▸ What is expected: Lines before the one containing "Task: point out every instance of the carved face" are excluded; print that line and every line after it through the end of the material below, exactly.

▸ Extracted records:
=-=-=

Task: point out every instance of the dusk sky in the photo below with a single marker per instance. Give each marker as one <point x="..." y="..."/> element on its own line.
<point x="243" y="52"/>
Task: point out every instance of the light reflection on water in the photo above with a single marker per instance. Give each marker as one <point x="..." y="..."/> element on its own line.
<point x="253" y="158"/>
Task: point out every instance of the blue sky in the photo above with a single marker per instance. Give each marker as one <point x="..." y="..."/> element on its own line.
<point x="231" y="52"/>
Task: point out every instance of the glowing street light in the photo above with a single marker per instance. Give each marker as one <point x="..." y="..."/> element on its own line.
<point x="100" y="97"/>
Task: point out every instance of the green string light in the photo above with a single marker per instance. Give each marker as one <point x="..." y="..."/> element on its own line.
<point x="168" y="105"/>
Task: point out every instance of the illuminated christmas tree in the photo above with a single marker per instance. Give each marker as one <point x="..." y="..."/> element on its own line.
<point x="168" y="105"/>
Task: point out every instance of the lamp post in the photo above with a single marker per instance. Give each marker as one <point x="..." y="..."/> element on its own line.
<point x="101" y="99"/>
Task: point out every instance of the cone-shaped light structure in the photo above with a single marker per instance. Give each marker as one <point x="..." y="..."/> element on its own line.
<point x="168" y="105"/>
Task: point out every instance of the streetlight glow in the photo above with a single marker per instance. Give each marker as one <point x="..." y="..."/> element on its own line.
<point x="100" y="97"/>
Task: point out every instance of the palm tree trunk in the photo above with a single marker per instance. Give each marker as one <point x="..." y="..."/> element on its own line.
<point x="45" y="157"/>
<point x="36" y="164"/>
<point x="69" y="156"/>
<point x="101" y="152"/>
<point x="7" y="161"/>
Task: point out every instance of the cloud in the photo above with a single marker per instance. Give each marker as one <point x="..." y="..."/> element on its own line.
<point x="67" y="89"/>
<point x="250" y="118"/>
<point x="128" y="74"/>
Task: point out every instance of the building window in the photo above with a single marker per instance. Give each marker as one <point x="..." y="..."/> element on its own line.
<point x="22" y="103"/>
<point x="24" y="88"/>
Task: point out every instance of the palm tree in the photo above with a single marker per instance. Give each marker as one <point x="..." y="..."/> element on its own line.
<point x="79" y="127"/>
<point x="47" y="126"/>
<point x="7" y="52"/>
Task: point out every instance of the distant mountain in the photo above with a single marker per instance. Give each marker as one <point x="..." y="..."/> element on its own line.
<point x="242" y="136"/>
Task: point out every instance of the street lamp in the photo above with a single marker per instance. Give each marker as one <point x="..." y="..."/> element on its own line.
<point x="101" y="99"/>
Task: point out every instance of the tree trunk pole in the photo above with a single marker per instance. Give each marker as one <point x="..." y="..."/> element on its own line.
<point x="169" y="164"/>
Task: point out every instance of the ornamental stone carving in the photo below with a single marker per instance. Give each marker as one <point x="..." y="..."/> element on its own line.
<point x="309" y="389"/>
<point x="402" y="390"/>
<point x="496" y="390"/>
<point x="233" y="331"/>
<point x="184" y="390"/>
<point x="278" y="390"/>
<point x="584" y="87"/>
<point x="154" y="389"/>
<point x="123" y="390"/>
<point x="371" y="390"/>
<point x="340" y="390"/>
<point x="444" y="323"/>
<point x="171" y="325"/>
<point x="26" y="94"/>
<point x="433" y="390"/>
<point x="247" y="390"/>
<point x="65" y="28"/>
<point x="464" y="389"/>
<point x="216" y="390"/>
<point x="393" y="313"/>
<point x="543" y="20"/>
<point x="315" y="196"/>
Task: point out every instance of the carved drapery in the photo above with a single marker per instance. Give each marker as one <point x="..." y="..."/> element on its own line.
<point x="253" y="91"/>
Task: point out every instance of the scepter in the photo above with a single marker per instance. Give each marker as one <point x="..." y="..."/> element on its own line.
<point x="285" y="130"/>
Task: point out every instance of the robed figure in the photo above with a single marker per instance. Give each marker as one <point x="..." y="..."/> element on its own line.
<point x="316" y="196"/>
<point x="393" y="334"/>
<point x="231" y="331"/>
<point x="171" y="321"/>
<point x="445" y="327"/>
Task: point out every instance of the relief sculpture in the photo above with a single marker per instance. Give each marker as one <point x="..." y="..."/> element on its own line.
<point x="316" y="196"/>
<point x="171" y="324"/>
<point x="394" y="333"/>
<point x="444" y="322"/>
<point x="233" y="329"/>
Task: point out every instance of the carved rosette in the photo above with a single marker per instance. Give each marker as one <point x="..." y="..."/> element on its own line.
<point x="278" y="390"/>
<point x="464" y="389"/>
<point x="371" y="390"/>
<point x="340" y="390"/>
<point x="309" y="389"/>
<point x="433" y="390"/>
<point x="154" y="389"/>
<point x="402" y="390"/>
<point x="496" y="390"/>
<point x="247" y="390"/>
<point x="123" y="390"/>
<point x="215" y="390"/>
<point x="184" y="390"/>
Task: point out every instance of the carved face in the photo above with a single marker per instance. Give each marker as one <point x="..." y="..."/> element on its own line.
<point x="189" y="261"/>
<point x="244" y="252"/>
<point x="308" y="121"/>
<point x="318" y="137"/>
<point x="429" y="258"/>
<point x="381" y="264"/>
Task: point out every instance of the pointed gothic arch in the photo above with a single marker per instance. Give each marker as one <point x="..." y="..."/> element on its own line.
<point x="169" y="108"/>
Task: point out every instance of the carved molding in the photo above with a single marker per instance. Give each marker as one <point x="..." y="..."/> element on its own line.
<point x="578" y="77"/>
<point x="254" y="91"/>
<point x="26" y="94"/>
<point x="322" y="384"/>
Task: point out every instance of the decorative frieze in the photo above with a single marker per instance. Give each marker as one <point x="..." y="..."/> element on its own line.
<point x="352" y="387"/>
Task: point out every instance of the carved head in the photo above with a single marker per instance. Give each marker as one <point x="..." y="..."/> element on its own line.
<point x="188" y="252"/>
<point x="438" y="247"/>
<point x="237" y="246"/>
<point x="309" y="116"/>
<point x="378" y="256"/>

=-=-=

▸ Output for this exercise:
Task: point out every instance of the carved face in the photo above with a single marker per instance. Give each marker as one <point x="..." y="..."/> element on its own line.
<point x="189" y="261"/>
<point x="244" y="252"/>
<point x="308" y="121"/>
<point x="318" y="137"/>
<point x="429" y="258"/>
<point x="381" y="264"/>
Task: point out every instance of the pointed gothic arch in the photo above with a single marker per instance. Give each marker as one <point x="..." y="..."/> element on its own line.
<point x="169" y="108"/>
Task: point out every instance of the carved molding in the photo above with a single marker per instance. Give each marker as one <point x="..." y="..."/> element on its own line.
<point x="578" y="77"/>
<point x="254" y="91"/>
<point x="26" y="94"/>
<point x="322" y="384"/>
Task: point out every instance of the decorative frieze in the photo above with a single marker per instance. Give each marker as one <point x="..." y="..."/> element on its own line.
<point x="352" y="387"/>
Task: point out every instance of the carved head in the photo above with a single marker per instance. Give each marker as one <point x="..." y="..."/> element on its own line.
<point x="188" y="252"/>
<point x="438" y="247"/>
<point x="237" y="246"/>
<point x="309" y="116"/>
<point x="378" y="256"/>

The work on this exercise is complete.